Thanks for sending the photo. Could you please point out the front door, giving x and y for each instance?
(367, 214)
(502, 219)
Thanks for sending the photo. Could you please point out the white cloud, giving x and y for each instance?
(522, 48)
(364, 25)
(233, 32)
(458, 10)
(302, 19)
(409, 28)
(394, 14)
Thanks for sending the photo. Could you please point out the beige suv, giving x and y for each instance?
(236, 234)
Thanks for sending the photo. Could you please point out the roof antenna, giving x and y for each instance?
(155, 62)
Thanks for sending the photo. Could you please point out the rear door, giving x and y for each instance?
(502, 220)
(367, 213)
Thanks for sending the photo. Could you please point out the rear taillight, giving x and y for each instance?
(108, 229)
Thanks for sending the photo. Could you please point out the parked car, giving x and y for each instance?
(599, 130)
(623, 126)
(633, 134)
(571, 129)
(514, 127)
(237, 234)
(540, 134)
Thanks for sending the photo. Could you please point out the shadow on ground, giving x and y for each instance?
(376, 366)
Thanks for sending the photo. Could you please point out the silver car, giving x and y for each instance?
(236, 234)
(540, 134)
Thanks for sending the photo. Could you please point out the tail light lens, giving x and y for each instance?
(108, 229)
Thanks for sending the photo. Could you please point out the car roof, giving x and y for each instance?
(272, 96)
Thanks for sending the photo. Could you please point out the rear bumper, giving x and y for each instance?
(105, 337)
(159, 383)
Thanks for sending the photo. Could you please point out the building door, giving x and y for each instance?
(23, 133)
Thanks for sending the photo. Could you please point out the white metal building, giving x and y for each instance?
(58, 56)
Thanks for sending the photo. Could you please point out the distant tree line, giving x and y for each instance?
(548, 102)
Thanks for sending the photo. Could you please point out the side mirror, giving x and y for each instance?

• • • •

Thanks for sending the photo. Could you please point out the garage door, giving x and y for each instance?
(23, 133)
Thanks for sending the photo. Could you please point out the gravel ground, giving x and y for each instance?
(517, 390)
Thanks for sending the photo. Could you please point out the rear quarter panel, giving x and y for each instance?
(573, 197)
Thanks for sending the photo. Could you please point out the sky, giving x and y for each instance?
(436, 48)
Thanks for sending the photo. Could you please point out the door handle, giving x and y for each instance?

• • • •

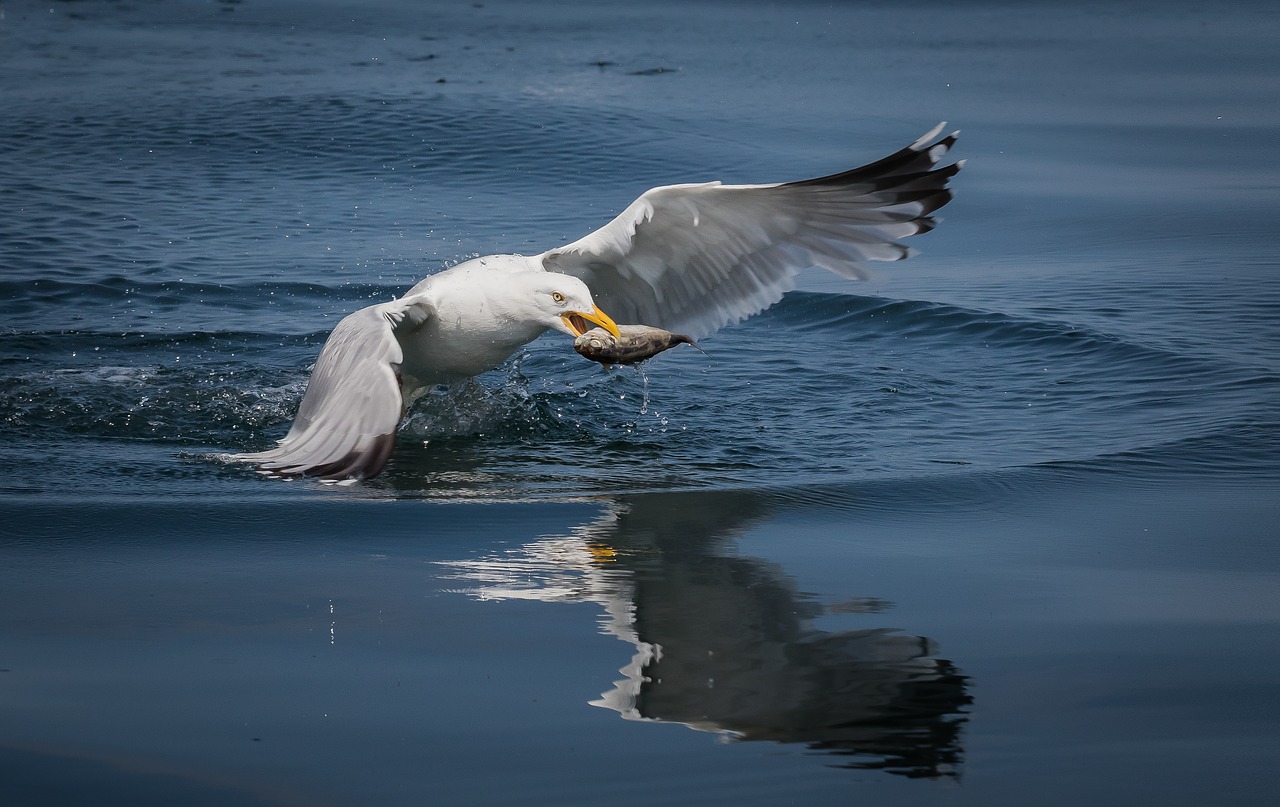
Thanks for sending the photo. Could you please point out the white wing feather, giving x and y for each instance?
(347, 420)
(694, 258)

• • • •

An exact copy of the lines above, from the one containing "out the silver" down to the one containing "mirror, giving x and y for each instance?" and including both, is the whole answer; retype it and nothing else.

ANSWER SPACE
Thanks for sending the photo. Could you please point out the silver car, giving x and y for each instance?
(236, 234)
(540, 134)
Thanks for sending the photo. Could you please point out the tail light lens, giving x and y for each instance?
(108, 229)
Thanks for sending the photo. Could you please point out the car roof, giving x and y for each instance?
(272, 96)
Thanks for sending the photo. Could you please point out the rear bumper, giving x and y for each instance?
(105, 337)
(159, 383)
Thanks for sending the photo. Could you please point out the building door, giving x and y for each instance?
(23, 133)
Thanks for sending the photo. Could you please point out the white metal building, giving x and y for each instance?
(58, 56)
Thanks for sending the photo. Could you please point out the distant tree line, giving x and y for each instance?
(548, 102)
Thanks for sending the photo. Could you please point out the side mirror, giving x and y for each instance?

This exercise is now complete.